GOAL → Reproduce word for word the part of the listing that opens with the line containing "Locate the black" and closes with the listing's final line, including both of those lines.

EXCERPTED DATA →
=====
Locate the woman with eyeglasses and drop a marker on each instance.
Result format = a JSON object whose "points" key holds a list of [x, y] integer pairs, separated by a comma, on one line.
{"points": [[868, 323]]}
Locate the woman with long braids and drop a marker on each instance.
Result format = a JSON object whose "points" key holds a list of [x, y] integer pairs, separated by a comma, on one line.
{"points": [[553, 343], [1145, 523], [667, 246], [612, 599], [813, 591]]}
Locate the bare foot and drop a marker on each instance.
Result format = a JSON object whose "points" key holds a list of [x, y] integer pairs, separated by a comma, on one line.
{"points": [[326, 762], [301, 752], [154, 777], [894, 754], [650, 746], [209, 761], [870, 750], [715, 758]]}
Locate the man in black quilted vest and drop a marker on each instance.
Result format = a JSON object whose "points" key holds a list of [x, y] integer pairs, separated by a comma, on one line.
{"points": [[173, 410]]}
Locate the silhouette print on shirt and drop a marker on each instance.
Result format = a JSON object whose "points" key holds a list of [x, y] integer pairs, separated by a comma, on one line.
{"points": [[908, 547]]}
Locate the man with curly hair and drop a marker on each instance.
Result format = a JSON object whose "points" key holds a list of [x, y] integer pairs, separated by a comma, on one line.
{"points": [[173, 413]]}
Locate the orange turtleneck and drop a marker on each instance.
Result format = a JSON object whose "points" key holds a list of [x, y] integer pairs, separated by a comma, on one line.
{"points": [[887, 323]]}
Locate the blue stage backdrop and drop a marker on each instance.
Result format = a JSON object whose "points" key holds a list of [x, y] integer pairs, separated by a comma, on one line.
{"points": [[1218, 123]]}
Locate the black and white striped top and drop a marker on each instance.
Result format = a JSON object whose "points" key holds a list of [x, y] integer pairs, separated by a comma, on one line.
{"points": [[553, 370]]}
=====
FINISHED TASK →
Locate the black and white striped top and drop a marker on each instance.
Result format = a JSON object whose "points" key holds a list of [x, y] integer pairs, separated by a comma, on one line.
{"points": [[553, 370]]}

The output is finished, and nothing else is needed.